## begin Document
What is random? - Are we living in a simulation?
Manraj Bains
CEO & Founder @ Social Trade Inc. | Undergraduate @ Babson College | Global Markets, Economics, Trading
Did you randomly stumble across this article? Welcome to this article on randomness. I wanted to share my opinion on what randomness could be and aim to expand your consciousness.
If nothing is truly random, we can easily link that to the idea of living in a simulation. The idea of us living in a simulated reality is deeply controversial; some may even argue we are living in a simulation today. You could say it would be random if we are living in a reality. Neil deGrasse Tyson mentioned if we had enough computational power to create a world in a computer and give the people in that world free will. Someone in that world will build another world with a computer and so on... Creating endless universes. He then followed up by saying if we were to throw a dart at the universes, would it land on one of the simulated worlds or the real one? It would be pretty random to see which universe gets hit by the dart.
## end Document
## begin Entries provided
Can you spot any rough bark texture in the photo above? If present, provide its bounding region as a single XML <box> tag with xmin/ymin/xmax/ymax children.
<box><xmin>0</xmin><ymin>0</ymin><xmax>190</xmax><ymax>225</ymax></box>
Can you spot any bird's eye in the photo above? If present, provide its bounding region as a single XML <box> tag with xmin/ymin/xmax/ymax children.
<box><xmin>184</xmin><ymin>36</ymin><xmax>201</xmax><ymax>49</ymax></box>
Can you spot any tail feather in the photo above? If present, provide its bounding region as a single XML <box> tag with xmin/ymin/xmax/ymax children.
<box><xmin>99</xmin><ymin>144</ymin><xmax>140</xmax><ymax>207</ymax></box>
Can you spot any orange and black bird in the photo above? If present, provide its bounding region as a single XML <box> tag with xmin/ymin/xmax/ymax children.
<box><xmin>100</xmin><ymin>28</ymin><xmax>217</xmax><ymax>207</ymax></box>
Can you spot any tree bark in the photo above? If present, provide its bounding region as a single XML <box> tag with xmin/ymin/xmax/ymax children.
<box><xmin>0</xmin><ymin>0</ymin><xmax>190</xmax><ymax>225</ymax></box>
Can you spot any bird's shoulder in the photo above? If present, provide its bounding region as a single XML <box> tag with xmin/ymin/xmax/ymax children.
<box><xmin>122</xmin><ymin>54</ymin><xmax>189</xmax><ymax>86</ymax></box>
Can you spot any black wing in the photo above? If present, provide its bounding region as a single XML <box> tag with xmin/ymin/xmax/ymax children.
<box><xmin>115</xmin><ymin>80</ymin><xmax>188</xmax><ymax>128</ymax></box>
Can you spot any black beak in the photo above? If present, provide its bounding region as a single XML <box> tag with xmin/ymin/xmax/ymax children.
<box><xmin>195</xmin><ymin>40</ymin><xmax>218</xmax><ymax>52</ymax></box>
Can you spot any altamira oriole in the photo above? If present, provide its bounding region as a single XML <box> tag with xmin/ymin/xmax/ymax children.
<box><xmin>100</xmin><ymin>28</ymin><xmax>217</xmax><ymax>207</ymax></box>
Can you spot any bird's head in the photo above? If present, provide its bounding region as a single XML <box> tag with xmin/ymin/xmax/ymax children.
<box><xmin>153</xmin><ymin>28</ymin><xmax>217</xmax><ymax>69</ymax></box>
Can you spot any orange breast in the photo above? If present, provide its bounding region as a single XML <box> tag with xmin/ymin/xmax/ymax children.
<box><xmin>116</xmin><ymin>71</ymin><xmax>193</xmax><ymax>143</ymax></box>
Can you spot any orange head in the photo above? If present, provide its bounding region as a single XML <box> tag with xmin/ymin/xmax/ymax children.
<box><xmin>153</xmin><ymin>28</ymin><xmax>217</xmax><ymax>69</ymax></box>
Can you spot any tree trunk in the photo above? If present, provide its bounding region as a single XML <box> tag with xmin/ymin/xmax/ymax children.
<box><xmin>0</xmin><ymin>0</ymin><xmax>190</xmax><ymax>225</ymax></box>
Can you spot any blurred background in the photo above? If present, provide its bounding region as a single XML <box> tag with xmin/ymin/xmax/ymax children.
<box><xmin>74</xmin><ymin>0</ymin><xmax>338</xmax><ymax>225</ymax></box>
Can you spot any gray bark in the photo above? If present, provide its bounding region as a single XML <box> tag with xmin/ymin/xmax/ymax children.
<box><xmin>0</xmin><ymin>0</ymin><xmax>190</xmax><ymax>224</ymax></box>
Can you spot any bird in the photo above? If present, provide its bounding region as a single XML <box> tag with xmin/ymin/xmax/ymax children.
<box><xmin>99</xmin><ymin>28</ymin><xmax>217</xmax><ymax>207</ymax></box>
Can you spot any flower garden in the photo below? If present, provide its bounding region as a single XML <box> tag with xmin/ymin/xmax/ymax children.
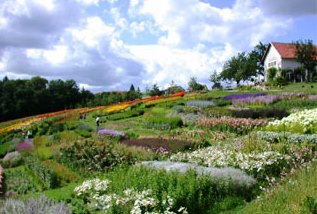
<box><xmin>0</xmin><ymin>85</ymin><xmax>317</xmax><ymax>213</ymax></box>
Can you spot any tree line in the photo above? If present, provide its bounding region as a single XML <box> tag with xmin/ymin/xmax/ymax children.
<box><xmin>0</xmin><ymin>76</ymin><xmax>142</xmax><ymax>121</ymax></box>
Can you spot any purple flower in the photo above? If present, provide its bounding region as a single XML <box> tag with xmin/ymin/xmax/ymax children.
<box><xmin>223</xmin><ymin>93</ymin><xmax>267</xmax><ymax>100</ymax></box>
<box><xmin>98</xmin><ymin>129</ymin><xmax>125</xmax><ymax>136</ymax></box>
<box><xmin>16</xmin><ymin>139</ymin><xmax>34</xmax><ymax>152</ymax></box>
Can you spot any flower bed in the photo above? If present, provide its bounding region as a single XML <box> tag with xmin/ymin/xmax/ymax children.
<box><xmin>232</xmin><ymin>95</ymin><xmax>281</xmax><ymax>106</ymax></box>
<box><xmin>120</xmin><ymin>138</ymin><xmax>194</xmax><ymax>153</ymax></box>
<box><xmin>98</xmin><ymin>129</ymin><xmax>125</xmax><ymax>137</ymax></box>
<box><xmin>266</xmin><ymin>108</ymin><xmax>317</xmax><ymax>134</ymax></box>
<box><xmin>16</xmin><ymin>139</ymin><xmax>34</xmax><ymax>152</ymax></box>
<box><xmin>256</xmin><ymin>131</ymin><xmax>317</xmax><ymax>145</ymax></box>
<box><xmin>0</xmin><ymin>165</ymin><xmax>3</xmax><ymax>194</ymax></box>
<box><xmin>186</xmin><ymin>100</ymin><xmax>215</xmax><ymax>108</ymax></box>
<box><xmin>104</xmin><ymin>103</ymin><xmax>130</xmax><ymax>113</ymax></box>
<box><xmin>223</xmin><ymin>93</ymin><xmax>267</xmax><ymax>100</ymax></box>
<box><xmin>170</xmin><ymin>144</ymin><xmax>313</xmax><ymax>181</ymax></box>
<box><xmin>197</xmin><ymin>116</ymin><xmax>267</xmax><ymax>134</ymax></box>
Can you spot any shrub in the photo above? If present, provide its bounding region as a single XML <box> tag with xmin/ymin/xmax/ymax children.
<box><xmin>266</xmin><ymin>108</ymin><xmax>317</xmax><ymax>134</ymax></box>
<box><xmin>2</xmin><ymin>151</ymin><xmax>22</xmax><ymax>168</ymax></box>
<box><xmin>197</xmin><ymin>116</ymin><xmax>267</xmax><ymax>134</ymax></box>
<box><xmin>4</xmin><ymin>166</ymin><xmax>40</xmax><ymax>196</ymax></box>
<box><xmin>120</xmin><ymin>138</ymin><xmax>194</xmax><ymax>153</ymax></box>
<box><xmin>170</xmin><ymin>141</ymin><xmax>314</xmax><ymax>182</ymax></box>
<box><xmin>43</xmin><ymin>160</ymin><xmax>79</xmax><ymax>185</ymax></box>
<box><xmin>267</xmin><ymin>67</ymin><xmax>278</xmax><ymax>82</ymax></box>
<box><xmin>0</xmin><ymin>165</ymin><xmax>3</xmax><ymax>195</ymax></box>
<box><xmin>16</xmin><ymin>139</ymin><xmax>34</xmax><ymax>152</ymax></box>
<box><xmin>146</xmin><ymin>116</ymin><xmax>183</xmax><ymax>129</ymax></box>
<box><xmin>223</xmin><ymin>93</ymin><xmax>267</xmax><ymax>100</ymax></box>
<box><xmin>25</xmin><ymin>156</ymin><xmax>60</xmax><ymax>189</ymax></box>
<box><xmin>105</xmin><ymin>109</ymin><xmax>144</xmax><ymax>121</ymax></box>
<box><xmin>186</xmin><ymin>100</ymin><xmax>215</xmax><ymax>108</ymax></box>
<box><xmin>232</xmin><ymin>95</ymin><xmax>281</xmax><ymax>106</ymax></box>
<box><xmin>231</xmin><ymin>108</ymin><xmax>289</xmax><ymax>119</ymax></box>
<box><xmin>0</xmin><ymin>196</ymin><xmax>71</xmax><ymax>214</ymax></box>
<box><xmin>256</xmin><ymin>131</ymin><xmax>317</xmax><ymax>145</ymax></box>
<box><xmin>75</xmin><ymin>167</ymin><xmax>252</xmax><ymax>213</ymax></box>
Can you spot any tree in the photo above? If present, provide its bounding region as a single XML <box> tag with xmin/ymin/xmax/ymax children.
<box><xmin>209</xmin><ymin>70</ymin><xmax>222</xmax><ymax>89</ymax></box>
<box><xmin>188</xmin><ymin>77</ymin><xmax>207</xmax><ymax>92</ymax></box>
<box><xmin>149</xmin><ymin>84</ymin><xmax>163</xmax><ymax>96</ymax></box>
<box><xmin>220</xmin><ymin>52</ymin><xmax>257</xmax><ymax>85</ymax></box>
<box><xmin>249</xmin><ymin>42</ymin><xmax>269</xmax><ymax>76</ymax></box>
<box><xmin>293</xmin><ymin>40</ymin><xmax>317</xmax><ymax>81</ymax></box>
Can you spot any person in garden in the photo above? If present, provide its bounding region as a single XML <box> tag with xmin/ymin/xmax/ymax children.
<box><xmin>96</xmin><ymin>116</ymin><xmax>100</xmax><ymax>128</ymax></box>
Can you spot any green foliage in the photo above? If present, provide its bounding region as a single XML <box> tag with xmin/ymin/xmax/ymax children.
<box><xmin>188</xmin><ymin>77</ymin><xmax>207</xmax><ymax>92</ymax></box>
<box><xmin>220</xmin><ymin>52</ymin><xmax>258</xmax><ymax>85</ymax></box>
<box><xmin>58</xmin><ymin>141</ymin><xmax>134</xmax><ymax>171</ymax></box>
<box><xmin>0</xmin><ymin>196</ymin><xmax>70</xmax><ymax>214</ymax></box>
<box><xmin>73</xmin><ymin>167</ymin><xmax>252</xmax><ymax>213</ymax></box>
<box><xmin>0</xmin><ymin>76</ymin><xmax>94</xmax><ymax>121</ymax></box>
<box><xmin>304</xmin><ymin>196</ymin><xmax>317</xmax><ymax>214</ymax></box>
<box><xmin>293</xmin><ymin>40</ymin><xmax>317</xmax><ymax>81</ymax></box>
<box><xmin>4</xmin><ymin>166</ymin><xmax>40</xmax><ymax>195</ymax></box>
<box><xmin>103</xmin><ymin>109</ymin><xmax>144</xmax><ymax>121</ymax></box>
<box><xmin>25</xmin><ymin>156</ymin><xmax>60</xmax><ymax>189</ymax></box>
<box><xmin>43</xmin><ymin>160</ymin><xmax>79</xmax><ymax>186</ymax></box>
<box><xmin>146</xmin><ymin>116</ymin><xmax>183</xmax><ymax>129</ymax></box>
<box><xmin>149</xmin><ymin>84</ymin><xmax>163</xmax><ymax>96</ymax></box>
<box><xmin>237</xmin><ymin>161</ymin><xmax>317</xmax><ymax>214</ymax></box>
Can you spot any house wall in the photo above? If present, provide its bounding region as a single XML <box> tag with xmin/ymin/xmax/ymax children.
<box><xmin>281</xmin><ymin>59</ymin><xmax>300</xmax><ymax>70</ymax></box>
<box><xmin>264</xmin><ymin>45</ymin><xmax>282</xmax><ymax>82</ymax></box>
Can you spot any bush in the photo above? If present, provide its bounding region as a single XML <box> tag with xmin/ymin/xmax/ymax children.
<box><xmin>43</xmin><ymin>160</ymin><xmax>79</xmax><ymax>185</ymax></box>
<box><xmin>0</xmin><ymin>196</ymin><xmax>71</xmax><ymax>214</ymax></box>
<box><xmin>0</xmin><ymin>166</ymin><xmax>39</xmax><ymax>196</ymax></box>
<box><xmin>103</xmin><ymin>109</ymin><xmax>144</xmax><ymax>121</ymax></box>
<box><xmin>146</xmin><ymin>116</ymin><xmax>183</xmax><ymax>129</ymax></box>
<box><xmin>25</xmin><ymin>156</ymin><xmax>60</xmax><ymax>189</ymax></box>
<box><xmin>231</xmin><ymin>108</ymin><xmax>289</xmax><ymax>119</ymax></box>
<box><xmin>57</xmin><ymin>141</ymin><xmax>134</xmax><ymax>171</ymax></box>
<box><xmin>120</xmin><ymin>138</ymin><xmax>195</xmax><ymax>153</ymax></box>
<box><xmin>75</xmin><ymin>167</ymin><xmax>252</xmax><ymax>213</ymax></box>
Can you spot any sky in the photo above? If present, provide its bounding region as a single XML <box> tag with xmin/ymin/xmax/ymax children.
<box><xmin>0</xmin><ymin>0</ymin><xmax>317</xmax><ymax>92</ymax></box>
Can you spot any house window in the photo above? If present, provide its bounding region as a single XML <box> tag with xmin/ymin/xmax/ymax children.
<box><xmin>268</xmin><ymin>61</ymin><xmax>276</xmax><ymax>68</ymax></box>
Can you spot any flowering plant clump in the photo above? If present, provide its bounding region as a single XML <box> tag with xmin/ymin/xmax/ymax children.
<box><xmin>186</xmin><ymin>100</ymin><xmax>215</xmax><ymax>108</ymax></box>
<box><xmin>170</xmin><ymin>140</ymin><xmax>313</xmax><ymax>181</ymax></box>
<box><xmin>74</xmin><ymin>178</ymin><xmax>187</xmax><ymax>214</ymax></box>
<box><xmin>266</xmin><ymin>108</ymin><xmax>317</xmax><ymax>134</ymax></box>
<box><xmin>197</xmin><ymin>116</ymin><xmax>267</xmax><ymax>134</ymax></box>
<box><xmin>223</xmin><ymin>93</ymin><xmax>267</xmax><ymax>100</ymax></box>
<box><xmin>140</xmin><ymin>161</ymin><xmax>256</xmax><ymax>188</ymax></box>
<box><xmin>307</xmin><ymin>94</ymin><xmax>317</xmax><ymax>100</ymax></box>
<box><xmin>256</xmin><ymin>131</ymin><xmax>317</xmax><ymax>145</ymax></box>
<box><xmin>145</xmin><ymin>96</ymin><xmax>181</xmax><ymax>106</ymax></box>
<box><xmin>0</xmin><ymin>165</ymin><xmax>3</xmax><ymax>194</ymax></box>
<box><xmin>104</xmin><ymin>103</ymin><xmax>130</xmax><ymax>113</ymax></box>
<box><xmin>98</xmin><ymin>129</ymin><xmax>125</xmax><ymax>137</ymax></box>
<box><xmin>232</xmin><ymin>95</ymin><xmax>281</xmax><ymax>106</ymax></box>
<box><xmin>16</xmin><ymin>139</ymin><xmax>34</xmax><ymax>152</ymax></box>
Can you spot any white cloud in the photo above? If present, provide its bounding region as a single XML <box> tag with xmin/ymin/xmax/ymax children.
<box><xmin>76</xmin><ymin>0</ymin><xmax>99</xmax><ymax>5</ymax></box>
<box><xmin>68</xmin><ymin>16</ymin><xmax>114</xmax><ymax>48</ymax></box>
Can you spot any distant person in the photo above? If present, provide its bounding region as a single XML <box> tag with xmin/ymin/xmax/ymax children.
<box><xmin>96</xmin><ymin>116</ymin><xmax>100</xmax><ymax>128</ymax></box>
<box><xmin>25</xmin><ymin>130</ymin><xmax>32</xmax><ymax>139</ymax></box>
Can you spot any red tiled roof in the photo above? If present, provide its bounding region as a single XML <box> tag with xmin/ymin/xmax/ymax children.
<box><xmin>271</xmin><ymin>42</ymin><xmax>317</xmax><ymax>59</ymax></box>
<box><xmin>272</xmin><ymin>42</ymin><xmax>296</xmax><ymax>59</ymax></box>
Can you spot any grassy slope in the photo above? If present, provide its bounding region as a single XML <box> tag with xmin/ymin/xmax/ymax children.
<box><xmin>233</xmin><ymin>161</ymin><xmax>317</xmax><ymax>214</ymax></box>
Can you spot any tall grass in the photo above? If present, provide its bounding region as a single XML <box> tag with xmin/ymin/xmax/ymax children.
<box><xmin>234</xmin><ymin>161</ymin><xmax>317</xmax><ymax>214</ymax></box>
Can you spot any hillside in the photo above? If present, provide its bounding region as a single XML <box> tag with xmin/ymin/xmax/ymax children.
<box><xmin>0</xmin><ymin>83</ymin><xmax>317</xmax><ymax>213</ymax></box>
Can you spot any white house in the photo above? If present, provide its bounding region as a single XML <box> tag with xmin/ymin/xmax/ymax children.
<box><xmin>263</xmin><ymin>42</ymin><xmax>300</xmax><ymax>81</ymax></box>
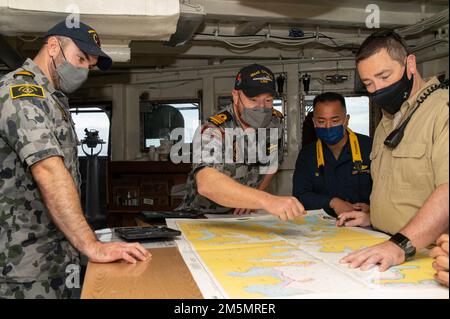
## end Entries provided
Tasks to carry out:
1 – Pull out the part of the article on randomness starting with "What is random?" and going on through "expand your consciousness.".
2 – Continue the article on randomness and simulated worlds from where it stops.

Answers:
1 –
What is random? - Are we living in a simulation?
Manraj Bains
CEO & Founder @ Social Trade Inc. | Undergraduate @ Babson College | Global Markets, Economics, Trading
Did you randomly stumble across this article? Welcome to this article on randomness. I wanted to share my opinion on what randomness could be and aim to expand your consciousness.

2 –
Now let’s get to the main idea of this article, nothing is truly random. What is random? According to the Cambridge Dictionary, random means “happening, done, or chosen by chance rather than according to a plan.” Chosen by chance... that’s interesting. Maybe it was chosen for a reason we don’t understand?
Pretend today is Friday and imagine these are the lottery numbers being drawn:
6, 10, 28, 22, 15, 3, 19
Seems like seven random numbers! But what a shame you didn’t win the lottery! Maybe next time around? So you buy another lottery ticket and wait until next Friday, and the numbers come out:
1, 2, 3, 4, 5, 6, 7
What on earth! Obviously, everyone is thinking this lottery drawing was fixed. But actually, these numbers have the same statistical probability as last week’s numbers. Is this random? Or is there something else at play that we don’t understand? The second week’s numbers have an obvious pattern. But the week before doesn’t have an obvious pattern or any pattern at all. Or does it?
I can give you a list of four numbers. 20, 27, 42, 16. Do you think these are random numbers? Or are you calling them random because you don’t know why I picked them? I could have listed the first four numbers I thought of in my head or I could’ve written down my four favourite numbers. Now, these numbers don’t seem random because you understand something you didn’t before.
Are things random? A coincidence? Or something we don’t know?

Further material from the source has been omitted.